• _What the exercise asks_
Go through the listing below and output exactly the line with "Target: city skyline", the line with "<point>860,30</point>", and each line between; omit the rest.

• _Supplied data_
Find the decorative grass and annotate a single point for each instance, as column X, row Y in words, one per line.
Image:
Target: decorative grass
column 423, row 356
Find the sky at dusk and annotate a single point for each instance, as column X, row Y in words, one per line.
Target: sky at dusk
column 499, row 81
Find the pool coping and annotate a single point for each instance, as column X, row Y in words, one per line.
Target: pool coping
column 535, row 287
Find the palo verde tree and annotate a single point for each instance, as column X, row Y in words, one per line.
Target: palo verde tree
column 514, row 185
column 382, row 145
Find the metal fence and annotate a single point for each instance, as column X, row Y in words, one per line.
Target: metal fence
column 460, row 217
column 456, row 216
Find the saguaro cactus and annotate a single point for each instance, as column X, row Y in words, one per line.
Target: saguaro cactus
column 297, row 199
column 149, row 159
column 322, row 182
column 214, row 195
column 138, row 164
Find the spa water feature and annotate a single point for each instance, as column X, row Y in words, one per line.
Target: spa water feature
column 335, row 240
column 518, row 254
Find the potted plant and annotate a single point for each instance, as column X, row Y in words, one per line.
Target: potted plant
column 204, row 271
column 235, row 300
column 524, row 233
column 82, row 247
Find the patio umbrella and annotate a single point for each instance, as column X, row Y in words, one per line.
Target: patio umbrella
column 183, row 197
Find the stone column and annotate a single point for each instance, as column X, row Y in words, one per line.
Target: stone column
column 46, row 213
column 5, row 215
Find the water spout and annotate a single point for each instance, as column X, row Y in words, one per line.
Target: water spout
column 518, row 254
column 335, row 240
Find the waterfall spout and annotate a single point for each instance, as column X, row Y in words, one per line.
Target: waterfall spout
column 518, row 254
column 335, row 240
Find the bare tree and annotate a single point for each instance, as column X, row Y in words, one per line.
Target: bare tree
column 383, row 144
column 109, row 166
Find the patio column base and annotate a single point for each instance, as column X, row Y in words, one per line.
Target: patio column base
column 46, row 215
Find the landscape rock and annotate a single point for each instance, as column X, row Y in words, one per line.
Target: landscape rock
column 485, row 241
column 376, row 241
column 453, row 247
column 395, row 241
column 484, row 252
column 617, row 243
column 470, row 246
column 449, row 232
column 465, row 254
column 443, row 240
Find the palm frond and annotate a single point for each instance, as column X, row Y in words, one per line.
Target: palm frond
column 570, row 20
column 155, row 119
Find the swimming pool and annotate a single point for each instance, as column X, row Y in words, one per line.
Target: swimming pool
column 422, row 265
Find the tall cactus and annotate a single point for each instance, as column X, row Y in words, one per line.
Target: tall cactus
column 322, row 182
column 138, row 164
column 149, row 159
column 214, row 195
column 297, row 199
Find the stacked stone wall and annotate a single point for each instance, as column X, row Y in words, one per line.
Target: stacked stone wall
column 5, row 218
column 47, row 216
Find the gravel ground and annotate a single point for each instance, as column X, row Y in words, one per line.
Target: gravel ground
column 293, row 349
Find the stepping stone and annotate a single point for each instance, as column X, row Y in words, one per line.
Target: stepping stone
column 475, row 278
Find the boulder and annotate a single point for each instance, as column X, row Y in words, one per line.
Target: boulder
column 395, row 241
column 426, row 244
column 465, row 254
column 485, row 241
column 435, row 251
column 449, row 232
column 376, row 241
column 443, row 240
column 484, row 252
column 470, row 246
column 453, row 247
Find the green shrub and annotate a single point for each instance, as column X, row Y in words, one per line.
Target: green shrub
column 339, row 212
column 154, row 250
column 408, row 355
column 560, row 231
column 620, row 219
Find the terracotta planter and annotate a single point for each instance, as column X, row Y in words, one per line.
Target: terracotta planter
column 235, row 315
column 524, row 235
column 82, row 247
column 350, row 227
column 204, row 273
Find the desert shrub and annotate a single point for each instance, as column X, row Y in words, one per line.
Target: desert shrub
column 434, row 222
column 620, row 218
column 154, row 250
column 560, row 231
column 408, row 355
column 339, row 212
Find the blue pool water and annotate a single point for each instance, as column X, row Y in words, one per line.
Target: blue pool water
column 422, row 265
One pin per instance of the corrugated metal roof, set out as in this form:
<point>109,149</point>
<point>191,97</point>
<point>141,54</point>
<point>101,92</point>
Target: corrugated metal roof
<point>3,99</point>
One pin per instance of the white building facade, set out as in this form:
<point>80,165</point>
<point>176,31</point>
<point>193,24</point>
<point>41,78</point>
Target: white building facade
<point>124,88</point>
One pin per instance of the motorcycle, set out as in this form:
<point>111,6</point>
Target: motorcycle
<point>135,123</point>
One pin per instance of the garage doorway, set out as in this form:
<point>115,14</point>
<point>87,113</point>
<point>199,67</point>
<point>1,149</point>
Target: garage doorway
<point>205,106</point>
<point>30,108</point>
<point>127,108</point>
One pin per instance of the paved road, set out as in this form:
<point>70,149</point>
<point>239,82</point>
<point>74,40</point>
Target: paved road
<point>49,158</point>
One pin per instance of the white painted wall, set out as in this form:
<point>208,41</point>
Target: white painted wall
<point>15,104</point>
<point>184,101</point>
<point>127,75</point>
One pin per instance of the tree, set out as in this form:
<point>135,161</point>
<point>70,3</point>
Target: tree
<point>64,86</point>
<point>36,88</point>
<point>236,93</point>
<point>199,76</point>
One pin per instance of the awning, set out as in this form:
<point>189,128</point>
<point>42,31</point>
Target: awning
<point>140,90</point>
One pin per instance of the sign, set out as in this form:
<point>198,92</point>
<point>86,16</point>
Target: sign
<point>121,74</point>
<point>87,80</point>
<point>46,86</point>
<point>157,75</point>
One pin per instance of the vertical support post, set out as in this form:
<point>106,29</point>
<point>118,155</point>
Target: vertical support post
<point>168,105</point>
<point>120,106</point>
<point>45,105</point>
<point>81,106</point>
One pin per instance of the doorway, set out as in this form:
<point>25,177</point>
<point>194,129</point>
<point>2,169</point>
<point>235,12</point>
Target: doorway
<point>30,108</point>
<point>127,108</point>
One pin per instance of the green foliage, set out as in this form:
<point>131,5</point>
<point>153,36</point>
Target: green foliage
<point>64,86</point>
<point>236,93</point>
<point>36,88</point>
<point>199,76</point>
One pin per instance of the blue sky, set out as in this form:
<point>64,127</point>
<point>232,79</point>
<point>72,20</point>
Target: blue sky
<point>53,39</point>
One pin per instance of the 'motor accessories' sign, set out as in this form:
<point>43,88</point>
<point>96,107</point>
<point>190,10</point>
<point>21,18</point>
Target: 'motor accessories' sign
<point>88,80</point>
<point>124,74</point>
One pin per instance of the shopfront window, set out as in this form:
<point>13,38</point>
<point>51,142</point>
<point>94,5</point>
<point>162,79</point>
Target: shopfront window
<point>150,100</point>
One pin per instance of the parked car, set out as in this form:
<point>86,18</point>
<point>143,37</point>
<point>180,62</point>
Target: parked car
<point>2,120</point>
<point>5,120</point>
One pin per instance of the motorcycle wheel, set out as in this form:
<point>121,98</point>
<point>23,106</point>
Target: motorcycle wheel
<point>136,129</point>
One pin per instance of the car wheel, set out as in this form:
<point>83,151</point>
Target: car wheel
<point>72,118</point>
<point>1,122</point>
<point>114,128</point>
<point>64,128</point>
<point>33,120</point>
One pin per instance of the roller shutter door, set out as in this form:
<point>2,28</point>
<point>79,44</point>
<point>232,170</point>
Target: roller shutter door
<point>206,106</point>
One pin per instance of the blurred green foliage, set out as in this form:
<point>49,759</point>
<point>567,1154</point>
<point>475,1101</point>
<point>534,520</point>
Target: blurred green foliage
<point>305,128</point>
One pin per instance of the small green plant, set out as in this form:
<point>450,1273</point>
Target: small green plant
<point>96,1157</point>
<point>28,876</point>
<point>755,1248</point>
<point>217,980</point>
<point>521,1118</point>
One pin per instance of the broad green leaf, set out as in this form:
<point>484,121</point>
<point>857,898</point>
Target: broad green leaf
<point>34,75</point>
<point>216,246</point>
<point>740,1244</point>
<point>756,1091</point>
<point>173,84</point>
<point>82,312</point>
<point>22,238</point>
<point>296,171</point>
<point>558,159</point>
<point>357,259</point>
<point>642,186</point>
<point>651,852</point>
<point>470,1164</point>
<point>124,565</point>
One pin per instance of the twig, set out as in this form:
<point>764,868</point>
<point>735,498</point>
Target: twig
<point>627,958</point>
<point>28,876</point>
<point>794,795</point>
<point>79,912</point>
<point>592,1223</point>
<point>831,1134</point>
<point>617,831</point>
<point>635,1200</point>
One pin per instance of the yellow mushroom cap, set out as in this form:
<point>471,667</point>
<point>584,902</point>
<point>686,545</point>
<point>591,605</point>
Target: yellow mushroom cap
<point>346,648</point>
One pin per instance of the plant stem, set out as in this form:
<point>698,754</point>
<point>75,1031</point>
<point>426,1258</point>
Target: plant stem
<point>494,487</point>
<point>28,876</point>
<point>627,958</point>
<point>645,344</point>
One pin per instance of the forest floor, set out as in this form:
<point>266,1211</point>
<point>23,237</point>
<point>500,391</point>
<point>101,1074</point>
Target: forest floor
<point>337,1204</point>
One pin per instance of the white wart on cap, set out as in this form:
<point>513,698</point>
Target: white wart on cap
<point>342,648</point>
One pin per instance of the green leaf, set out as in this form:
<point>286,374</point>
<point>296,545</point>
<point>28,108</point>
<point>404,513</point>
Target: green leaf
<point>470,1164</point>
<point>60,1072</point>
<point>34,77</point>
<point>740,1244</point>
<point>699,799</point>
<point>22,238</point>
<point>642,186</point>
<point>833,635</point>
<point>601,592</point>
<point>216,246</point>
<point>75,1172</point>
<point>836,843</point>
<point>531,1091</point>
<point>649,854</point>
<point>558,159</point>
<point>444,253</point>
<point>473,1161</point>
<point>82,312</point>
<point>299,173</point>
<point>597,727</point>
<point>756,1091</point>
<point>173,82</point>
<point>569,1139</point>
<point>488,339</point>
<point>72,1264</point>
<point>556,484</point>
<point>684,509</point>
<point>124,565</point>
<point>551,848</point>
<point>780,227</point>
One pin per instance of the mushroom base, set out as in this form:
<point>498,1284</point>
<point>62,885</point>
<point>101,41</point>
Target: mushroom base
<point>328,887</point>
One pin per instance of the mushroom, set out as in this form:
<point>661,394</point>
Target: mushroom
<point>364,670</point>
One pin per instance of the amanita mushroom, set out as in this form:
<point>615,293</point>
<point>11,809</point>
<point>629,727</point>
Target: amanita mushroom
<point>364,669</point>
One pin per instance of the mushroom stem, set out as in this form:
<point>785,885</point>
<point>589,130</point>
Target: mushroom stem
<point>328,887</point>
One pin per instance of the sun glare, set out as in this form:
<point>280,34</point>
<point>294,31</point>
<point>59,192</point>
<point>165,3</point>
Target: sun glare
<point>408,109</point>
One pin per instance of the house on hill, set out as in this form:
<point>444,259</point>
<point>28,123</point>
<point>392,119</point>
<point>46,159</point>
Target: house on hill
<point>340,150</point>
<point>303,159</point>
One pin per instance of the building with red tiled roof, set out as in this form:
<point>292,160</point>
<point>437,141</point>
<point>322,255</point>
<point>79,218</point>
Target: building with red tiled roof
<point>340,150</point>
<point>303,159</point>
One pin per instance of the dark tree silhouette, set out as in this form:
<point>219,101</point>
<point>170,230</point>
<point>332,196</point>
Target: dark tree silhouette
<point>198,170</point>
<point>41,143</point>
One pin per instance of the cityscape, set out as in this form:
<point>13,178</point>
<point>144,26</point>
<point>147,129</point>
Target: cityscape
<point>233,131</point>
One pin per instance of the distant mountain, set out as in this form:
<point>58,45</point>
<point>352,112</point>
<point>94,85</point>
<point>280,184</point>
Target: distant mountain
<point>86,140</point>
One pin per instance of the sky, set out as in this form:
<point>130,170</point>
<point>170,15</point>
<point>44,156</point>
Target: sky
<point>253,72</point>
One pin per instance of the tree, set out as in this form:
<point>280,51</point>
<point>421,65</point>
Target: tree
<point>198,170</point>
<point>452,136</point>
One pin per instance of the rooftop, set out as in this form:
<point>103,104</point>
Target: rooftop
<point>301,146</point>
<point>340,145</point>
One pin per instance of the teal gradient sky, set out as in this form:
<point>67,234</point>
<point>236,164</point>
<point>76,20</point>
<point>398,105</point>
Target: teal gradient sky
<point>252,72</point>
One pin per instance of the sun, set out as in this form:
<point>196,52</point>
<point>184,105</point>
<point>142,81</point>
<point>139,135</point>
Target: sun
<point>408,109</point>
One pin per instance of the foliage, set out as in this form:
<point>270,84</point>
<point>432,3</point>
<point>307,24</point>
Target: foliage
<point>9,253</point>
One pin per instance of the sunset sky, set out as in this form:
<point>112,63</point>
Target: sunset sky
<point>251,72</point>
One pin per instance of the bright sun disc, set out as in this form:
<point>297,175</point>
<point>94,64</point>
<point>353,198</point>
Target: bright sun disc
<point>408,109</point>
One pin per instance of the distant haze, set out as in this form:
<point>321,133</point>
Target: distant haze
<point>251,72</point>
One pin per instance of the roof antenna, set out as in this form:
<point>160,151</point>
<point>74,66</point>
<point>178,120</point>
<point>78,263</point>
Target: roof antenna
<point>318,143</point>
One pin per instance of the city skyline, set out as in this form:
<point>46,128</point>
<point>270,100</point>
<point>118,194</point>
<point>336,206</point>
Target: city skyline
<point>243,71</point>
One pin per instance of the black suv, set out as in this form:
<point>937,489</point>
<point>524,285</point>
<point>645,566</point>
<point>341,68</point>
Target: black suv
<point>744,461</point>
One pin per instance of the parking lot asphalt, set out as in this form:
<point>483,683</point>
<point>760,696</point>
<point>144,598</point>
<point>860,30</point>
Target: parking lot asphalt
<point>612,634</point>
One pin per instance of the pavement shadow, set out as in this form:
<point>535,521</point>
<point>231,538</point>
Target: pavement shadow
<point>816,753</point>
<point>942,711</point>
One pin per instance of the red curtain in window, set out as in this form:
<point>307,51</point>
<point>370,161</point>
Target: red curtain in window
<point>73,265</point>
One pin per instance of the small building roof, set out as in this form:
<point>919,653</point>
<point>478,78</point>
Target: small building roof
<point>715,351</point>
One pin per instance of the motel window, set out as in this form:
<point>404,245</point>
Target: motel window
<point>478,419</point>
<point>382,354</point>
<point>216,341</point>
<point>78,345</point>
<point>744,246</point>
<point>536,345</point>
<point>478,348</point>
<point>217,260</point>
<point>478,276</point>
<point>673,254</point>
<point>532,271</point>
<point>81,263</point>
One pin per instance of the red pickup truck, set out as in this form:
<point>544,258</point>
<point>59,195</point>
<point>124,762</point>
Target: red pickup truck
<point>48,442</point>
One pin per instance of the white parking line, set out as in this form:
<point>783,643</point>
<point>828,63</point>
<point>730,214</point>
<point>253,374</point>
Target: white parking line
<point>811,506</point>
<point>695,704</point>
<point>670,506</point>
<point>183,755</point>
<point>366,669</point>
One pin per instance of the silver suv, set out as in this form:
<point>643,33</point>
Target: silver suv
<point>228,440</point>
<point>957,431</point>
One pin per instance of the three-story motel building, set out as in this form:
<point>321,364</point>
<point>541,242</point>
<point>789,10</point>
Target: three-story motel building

• _Solution for this task_
Target: city skyline
<point>243,71</point>
One pin per instance of the black suv, set out as in this form:
<point>937,489</point>
<point>524,285</point>
<point>645,566</point>
<point>341,68</point>
Target: black suv
<point>744,461</point>
One pin per instance of the parking lot asphalt, set out as in this form:
<point>483,683</point>
<point>760,696</point>
<point>144,598</point>
<point>860,30</point>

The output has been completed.